Given request:
Repeat every record below exactly as written.

Records for the task:
****************************************

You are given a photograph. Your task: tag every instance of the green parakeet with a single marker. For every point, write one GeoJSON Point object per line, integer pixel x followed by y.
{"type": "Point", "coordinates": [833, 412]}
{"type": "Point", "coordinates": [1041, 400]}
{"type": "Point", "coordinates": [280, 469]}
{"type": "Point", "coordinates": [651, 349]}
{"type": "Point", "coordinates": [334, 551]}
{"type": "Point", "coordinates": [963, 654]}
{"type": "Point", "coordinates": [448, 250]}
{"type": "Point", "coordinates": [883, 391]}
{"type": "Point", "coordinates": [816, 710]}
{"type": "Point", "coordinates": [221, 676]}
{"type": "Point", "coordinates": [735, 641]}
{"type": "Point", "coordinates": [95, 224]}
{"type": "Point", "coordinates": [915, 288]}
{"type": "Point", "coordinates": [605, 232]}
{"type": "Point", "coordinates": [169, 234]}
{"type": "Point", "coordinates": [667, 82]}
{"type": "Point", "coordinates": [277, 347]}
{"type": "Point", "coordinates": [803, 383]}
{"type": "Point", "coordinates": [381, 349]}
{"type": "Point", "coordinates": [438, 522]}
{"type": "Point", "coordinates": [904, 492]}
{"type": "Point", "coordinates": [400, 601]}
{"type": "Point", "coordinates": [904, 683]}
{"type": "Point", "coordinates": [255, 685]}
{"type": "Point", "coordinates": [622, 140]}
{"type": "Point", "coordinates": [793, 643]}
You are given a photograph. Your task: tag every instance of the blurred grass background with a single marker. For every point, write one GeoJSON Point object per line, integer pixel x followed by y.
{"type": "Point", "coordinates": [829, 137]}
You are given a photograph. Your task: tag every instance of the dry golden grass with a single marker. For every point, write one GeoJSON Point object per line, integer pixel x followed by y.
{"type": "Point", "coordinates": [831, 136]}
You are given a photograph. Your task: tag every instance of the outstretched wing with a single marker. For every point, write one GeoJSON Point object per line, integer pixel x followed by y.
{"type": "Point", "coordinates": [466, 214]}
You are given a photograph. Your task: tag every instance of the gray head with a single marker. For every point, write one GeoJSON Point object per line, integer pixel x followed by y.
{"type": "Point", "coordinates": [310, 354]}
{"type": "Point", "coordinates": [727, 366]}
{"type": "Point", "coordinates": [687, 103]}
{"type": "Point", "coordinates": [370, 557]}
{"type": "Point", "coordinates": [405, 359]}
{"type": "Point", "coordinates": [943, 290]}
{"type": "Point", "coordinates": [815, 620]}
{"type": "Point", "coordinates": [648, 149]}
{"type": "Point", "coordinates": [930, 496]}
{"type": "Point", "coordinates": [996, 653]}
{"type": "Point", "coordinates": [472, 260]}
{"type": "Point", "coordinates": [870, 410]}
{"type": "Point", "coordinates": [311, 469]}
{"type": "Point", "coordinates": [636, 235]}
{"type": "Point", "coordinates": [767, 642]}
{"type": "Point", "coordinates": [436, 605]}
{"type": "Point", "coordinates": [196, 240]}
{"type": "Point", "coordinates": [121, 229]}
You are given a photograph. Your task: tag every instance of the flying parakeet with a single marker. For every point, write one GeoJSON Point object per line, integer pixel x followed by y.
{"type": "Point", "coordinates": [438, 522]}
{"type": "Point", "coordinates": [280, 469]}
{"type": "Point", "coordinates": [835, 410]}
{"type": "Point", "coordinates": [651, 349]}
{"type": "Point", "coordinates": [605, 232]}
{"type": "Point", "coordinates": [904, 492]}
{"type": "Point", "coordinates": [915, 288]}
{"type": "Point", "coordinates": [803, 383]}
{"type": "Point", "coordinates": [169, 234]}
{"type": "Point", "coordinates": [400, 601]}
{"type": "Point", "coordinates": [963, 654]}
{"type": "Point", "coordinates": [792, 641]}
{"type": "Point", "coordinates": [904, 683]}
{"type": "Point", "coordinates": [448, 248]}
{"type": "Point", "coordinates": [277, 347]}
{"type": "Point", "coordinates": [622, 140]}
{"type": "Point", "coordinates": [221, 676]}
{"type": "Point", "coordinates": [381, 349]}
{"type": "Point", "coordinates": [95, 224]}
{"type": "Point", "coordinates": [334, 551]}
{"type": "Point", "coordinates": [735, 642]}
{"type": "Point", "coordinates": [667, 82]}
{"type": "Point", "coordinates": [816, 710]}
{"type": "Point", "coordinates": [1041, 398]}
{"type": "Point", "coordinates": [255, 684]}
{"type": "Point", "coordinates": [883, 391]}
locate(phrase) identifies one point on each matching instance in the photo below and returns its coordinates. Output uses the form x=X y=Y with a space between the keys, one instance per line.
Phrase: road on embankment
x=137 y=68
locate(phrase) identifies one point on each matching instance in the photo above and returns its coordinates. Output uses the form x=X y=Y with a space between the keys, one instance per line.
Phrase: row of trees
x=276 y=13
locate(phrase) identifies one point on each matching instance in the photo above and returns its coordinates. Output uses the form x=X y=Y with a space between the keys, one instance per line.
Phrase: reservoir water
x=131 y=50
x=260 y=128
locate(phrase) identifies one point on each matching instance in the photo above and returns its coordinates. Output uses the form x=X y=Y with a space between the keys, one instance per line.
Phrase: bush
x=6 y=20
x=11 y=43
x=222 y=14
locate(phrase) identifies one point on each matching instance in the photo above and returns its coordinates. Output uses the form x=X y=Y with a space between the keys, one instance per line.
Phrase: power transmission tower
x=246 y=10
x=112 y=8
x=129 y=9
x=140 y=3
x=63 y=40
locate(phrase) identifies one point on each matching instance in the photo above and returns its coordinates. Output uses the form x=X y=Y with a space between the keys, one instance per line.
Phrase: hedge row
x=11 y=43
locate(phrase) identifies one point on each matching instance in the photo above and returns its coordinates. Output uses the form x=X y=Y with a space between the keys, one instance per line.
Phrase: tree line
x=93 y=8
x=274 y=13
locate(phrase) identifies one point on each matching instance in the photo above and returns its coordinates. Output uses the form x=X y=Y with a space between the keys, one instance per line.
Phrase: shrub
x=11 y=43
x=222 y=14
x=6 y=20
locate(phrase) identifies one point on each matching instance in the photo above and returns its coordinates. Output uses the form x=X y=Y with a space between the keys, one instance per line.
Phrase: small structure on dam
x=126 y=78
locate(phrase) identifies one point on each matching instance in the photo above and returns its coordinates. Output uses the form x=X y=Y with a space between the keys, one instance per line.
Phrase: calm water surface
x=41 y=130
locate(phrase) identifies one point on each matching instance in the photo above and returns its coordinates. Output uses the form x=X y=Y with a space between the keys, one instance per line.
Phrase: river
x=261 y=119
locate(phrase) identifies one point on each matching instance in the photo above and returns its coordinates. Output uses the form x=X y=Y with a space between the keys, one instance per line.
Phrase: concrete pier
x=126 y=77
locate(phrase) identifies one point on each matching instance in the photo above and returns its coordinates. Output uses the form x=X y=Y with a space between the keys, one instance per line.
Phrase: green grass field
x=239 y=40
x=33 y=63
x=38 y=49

****************************************

Answer for this exercise:
You are given a photograph. Your task: tag every instance of the green parakeet with a single marker. For every point, write one GeoJSON Point object per line, integer pixel x followed by y.
{"type": "Point", "coordinates": [833, 412]}
{"type": "Point", "coordinates": [1041, 400]}
{"type": "Point", "coordinates": [280, 469]}
{"type": "Point", "coordinates": [651, 349]}
{"type": "Point", "coordinates": [334, 551]}
{"type": "Point", "coordinates": [963, 654]}
{"type": "Point", "coordinates": [448, 250]}
{"type": "Point", "coordinates": [883, 391]}
{"type": "Point", "coordinates": [816, 710]}
{"type": "Point", "coordinates": [221, 676]}
{"type": "Point", "coordinates": [735, 641]}
{"type": "Point", "coordinates": [95, 224]}
{"type": "Point", "coordinates": [915, 288]}
{"type": "Point", "coordinates": [605, 232]}
{"type": "Point", "coordinates": [169, 234]}
{"type": "Point", "coordinates": [667, 82]}
{"type": "Point", "coordinates": [277, 347]}
{"type": "Point", "coordinates": [803, 383]}
{"type": "Point", "coordinates": [381, 349]}
{"type": "Point", "coordinates": [438, 522]}
{"type": "Point", "coordinates": [904, 492]}
{"type": "Point", "coordinates": [400, 601]}
{"type": "Point", "coordinates": [904, 683]}
{"type": "Point", "coordinates": [255, 685]}
{"type": "Point", "coordinates": [622, 140]}
{"type": "Point", "coordinates": [793, 643]}
You are given a photograph. Your task: tag every instance of the blurred grass background with a single marker. For every point, write one GeoJSON Point object per line, integer pixel x followed by y.
{"type": "Point", "coordinates": [829, 137]}
You are given a photograph. Your task: tag every instance of the dry golden grass with a single marker. For every point, write one GeoJSON Point object per line, integer pixel x followed by y.
{"type": "Point", "coordinates": [831, 136]}
You are given a photograph. Your task: tag every instance of the outstretched wing with a single marker. For every point, write one GeoJSON Point object per line, integer pixel x followed by y.
{"type": "Point", "coordinates": [466, 214]}
You are given a photograph. Your task: tag every instance of the gray head with a single marker. For every point, write one GeoJSON Point object per line, integer pixel x followed by y.
{"type": "Point", "coordinates": [310, 354]}
{"type": "Point", "coordinates": [727, 366]}
{"type": "Point", "coordinates": [687, 103]}
{"type": "Point", "coordinates": [370, 557]}
{"type": "Point", "coordinates": [405, 359]}
{"type": "Point", "coordinates": [943, 290]}
{"type": "Point", "coordinates": [815, 620]}
{"type": "Point", "coordinates": [648, 149]}
{"type": "Point", "coordinates": [930, 496]}
{"type": "Point", "coordinates": [996, 653]}
{"type": "Point", "coordinates": [472, 260]}
{"type": "Point", "coordinates": [870, 410]}
{"type": "Point", "coordinates": [311, 469]}
{"type": "Point", "coordinates": [636, 235]}
{"type": "Point", "coordinates": [767, 642]}
{"type": "Point", "coordinates": [436, 605]}
{"type": "Point", "coordinates": [196, 240]}
{"type": "Point", "coordinates": [121, 229]}
You are given a photograph. Your task: tag every instance of the flying parakeet with a single marker. For every point, write one GeoJSON Point object per line, integer pixel x followed by y.
{"type": "Point", "coordinates": [438, 522]}
{"type": "Point", "coordinates": [280, 469]}
{"type": "Point", "coordinates": [835, 410]}
{"type": "Point", "coordinates": [651, 349]}
{"type": "Point", "coordinates": [605, 232]}
{"type": "Point", "coordinates": [904, 492]}
{"type": "Point", "coordinates": [915, 288]}
{"type": "Point", "coordinates": [803, 383]}
{"type": "Point", "coordinates": [169, 234]}
{"type": "Point", "coordinates": [400, 601]}
{"type": "Point", "coordinates": [963, 654]}
{"type": "Point", "coordinates": [792, 641]}
{"type": "Point", "coordinates": [904, 683]}
{"type": "Point", "coordinates": [448, 248]}
{"type": "Point", "coordinates": [277, 347]}
{"type": "Point", "coordinates": [622, 140]}
{"type": "Point", "coordinates": [221, 676]}
{"type": "Point", "coordinates": [381, 349]}
{"type": "Point", "coordinates": [95, 224]}
{"type": "Point", "coordinates": [334, 551]}
{"type": "Point", "coordinates": [735, 642]}
{"type": "Point", "coordinates": [667, 82]}
{"type": "Point", "coordinates": [816, 710]}
{"type": "Point", "coordinates": [1041, 398]}
{"type": "Point", "coordinates": [255, 684]}
{"type": "Point", "coordinates": [883, 391]}
locate(phrase) identifies one point on each matching instance in the photo below and returns its coordinates. Output uses the form x=X y=Y with a space between the keys, one instance per line.
Phrase: road on embankment
x=137 y=68
locate(phrase) identifies one point on each matching instance in the photo above and returns its coordinates. Output uses the form x=X y=Y with a space between the keys, one instance per line.
Phrase: row of trees
x=276 y=13
locate(phrase) identifies one point on each matching instance in the photo above and returns its coordinates. Output uses the form x=X y=Y with a space between the keys, one instance per line.
Phrase: reservoir water
x=131 y=50
x=260 y=128
locate(phrase) identifies one point on each matching instance in the photo above and returns its coordinates. Output uses the form x=X y=Y with a space between the keys, one instance per line.
Phrase: bush
x=6 y=20
x=11 y=43
x=222 y=14
locate(phrase) identifies one point on each matching instance in the photo above and returns its coordinates. Output uses the form x=X y=Y with a space between the keys, one instance per line.
Phrase: power transmission tower
x=246 y=10
x=112 y=8
x=129 y=9
x=140 y=3
x=63 y=40
locate(phrase) identifies one point on each matching instance in the photo above and returns its coordinates. Output uses the form x=X y=Y with a space between the keys, one instance per line.
Phrase: hedge row
x=11 y=43
locate(phrase) identifies one point on each matching instance in the photo above and returns its coordinates. Output uses the form x=X y=Y with a space between the keys, one instance per line.
Phrase: tree line
x=93 y=8
x=274 y=13
locate(phrase) identifies one point on each matching instance in the photo above and returns its coordinates. Output uses the form x=X y=Y with a space between the keys, one instance per line.
Phrase: shrub
x=11 y=43
x=222 y=14
x=6 y=20
locate(phrase) identifies one point on each matching instance in the photo above and returns its coordinates. Output uses the form x=X y=Y with a space between the keys, one instance per line.
Phrase: small structure on dam
x=126 y=78
locate(phrase) identifies one point on each matching instance in the photo above and returns its coordinates. Output uses the form x=X y=Y with a space between the keys, one instance per line.
Phrase: calm water surface
x=41 y=130
locate(phrase) identifies one point on each matching instance in the photo above and returns its coordinates. Output uses the form x=X y=Y with a space between the keys, one instance per line.
Phrase: river
x=261 y=119
locate(phrase) identifies one point on each matching instance in the photo above and returns its coordinates. Output uses the form x=X y=Y with a space between the keys, one instance per line.
Phrase: concrete pier
x=126 y=77
locate(phrase) identifies one point on each matching instance in the photo above and returns its coordinates. Output uses the form x=X y=Y with a space between the keys, one instance per line.
Phrase: green grass field
x=239 y=40
x=33 y=63
x=38 y=49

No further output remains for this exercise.